- REQUIREMENT -
Put the lines of the records from the one containing "If you could outline every instance of the potted" through the one containing "[[[40,85],[39,203],[76,196],[75,82]]]", both included, into a numbered list, omitting blank lines.

Labeled shape records
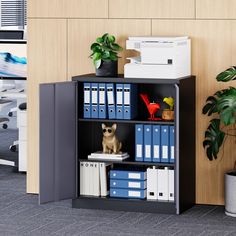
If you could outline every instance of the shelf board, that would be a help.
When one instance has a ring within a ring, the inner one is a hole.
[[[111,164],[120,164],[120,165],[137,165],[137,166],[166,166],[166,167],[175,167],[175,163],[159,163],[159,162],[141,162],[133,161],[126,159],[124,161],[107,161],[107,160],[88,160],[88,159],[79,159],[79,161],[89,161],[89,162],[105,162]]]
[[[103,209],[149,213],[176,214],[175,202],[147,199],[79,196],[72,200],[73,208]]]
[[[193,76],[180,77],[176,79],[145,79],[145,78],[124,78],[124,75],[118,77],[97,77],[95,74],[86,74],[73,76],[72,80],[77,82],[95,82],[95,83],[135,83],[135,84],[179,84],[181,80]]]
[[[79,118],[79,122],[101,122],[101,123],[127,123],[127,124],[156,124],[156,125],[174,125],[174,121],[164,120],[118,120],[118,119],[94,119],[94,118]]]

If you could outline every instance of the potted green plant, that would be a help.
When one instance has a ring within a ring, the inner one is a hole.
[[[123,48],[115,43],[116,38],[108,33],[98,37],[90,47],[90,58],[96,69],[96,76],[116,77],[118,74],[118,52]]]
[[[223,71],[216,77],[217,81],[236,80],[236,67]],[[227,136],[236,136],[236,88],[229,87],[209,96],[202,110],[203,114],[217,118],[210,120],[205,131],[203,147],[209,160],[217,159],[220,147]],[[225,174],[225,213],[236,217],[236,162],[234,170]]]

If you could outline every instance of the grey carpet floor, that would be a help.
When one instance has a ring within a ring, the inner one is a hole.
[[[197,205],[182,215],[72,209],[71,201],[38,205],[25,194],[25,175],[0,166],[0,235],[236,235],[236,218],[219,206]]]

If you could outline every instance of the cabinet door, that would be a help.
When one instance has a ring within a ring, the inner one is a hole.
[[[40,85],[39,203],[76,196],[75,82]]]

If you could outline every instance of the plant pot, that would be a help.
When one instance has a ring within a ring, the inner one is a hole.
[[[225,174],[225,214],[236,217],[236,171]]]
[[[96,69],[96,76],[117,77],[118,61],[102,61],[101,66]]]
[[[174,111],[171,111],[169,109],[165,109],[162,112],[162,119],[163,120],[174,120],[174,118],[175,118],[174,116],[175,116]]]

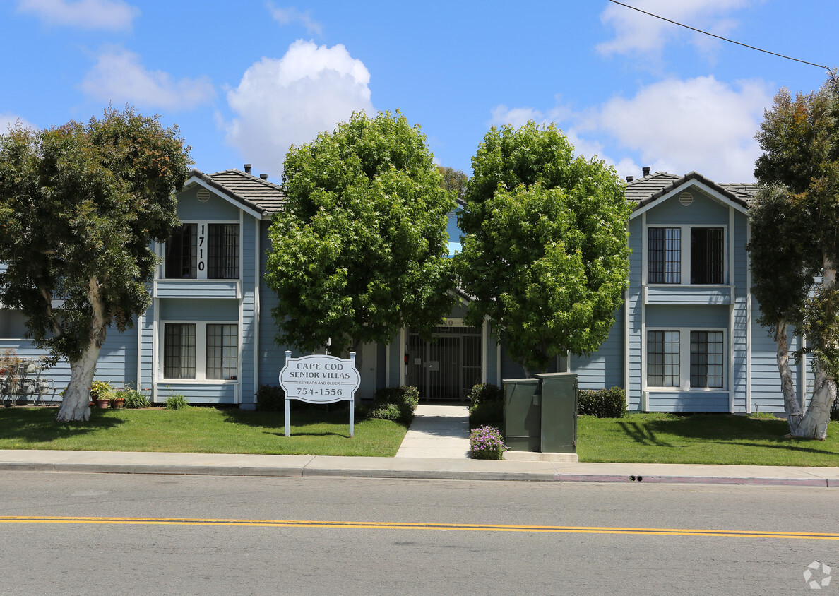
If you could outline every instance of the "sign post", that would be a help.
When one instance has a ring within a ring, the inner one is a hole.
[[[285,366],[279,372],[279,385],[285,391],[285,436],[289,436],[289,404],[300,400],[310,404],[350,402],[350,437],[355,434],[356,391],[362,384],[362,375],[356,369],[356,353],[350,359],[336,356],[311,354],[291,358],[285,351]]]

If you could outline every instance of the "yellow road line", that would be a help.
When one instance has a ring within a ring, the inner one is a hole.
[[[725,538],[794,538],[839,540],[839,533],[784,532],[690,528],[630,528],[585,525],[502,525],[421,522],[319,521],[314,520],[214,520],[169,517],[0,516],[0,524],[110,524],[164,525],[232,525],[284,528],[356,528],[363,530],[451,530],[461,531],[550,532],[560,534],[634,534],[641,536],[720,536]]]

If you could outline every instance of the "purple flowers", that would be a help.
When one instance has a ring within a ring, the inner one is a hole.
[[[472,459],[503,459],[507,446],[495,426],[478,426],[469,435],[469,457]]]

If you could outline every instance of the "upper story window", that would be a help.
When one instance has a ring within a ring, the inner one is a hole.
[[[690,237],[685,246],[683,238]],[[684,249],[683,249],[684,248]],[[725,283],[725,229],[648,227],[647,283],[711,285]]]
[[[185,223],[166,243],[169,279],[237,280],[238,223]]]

- RESULT BELOW -
1. If you could outline every instance of the potted green plant, that would be a help.
2. When one instance has a ring within a ring, the inner one is a hole.
3. [[[123,48],[115,43],[116,38],[108,33],[98,37],[90,47],[90,58],[96,69],[96,76],[116,77],[118,74],[118,52]]]
4. [[[223,71],[216,77],[217,81],[236,80],[236,67]],[[227,136],[236,136],[236,88],[229,87],[209,96],[202,110],[203,114],[217,118],[210,120],[205,131],[203,147],[209,160],[217,159],[220,147]],[[225,174],[225,213],[236,217],[236,162],[234,170]]]
5. If you could outline every instance of the grey carpet floor, that would be a help.
6. When one instance has a ring within a ring, the inner one is a hole.
7. [[[197,205],[182,215],[72,209],[71,201],[38,205],[25,194],[25,175],[0,166],[0,235],[236,235],[236,218],[219,206]]]
8. If you could outline every instance of the cabinet door, that would be a help.
9. When one instance has a ring within a ring, the inner one is a hole.
10. [[[40,85],[39,203],[76,196],[75,82]]]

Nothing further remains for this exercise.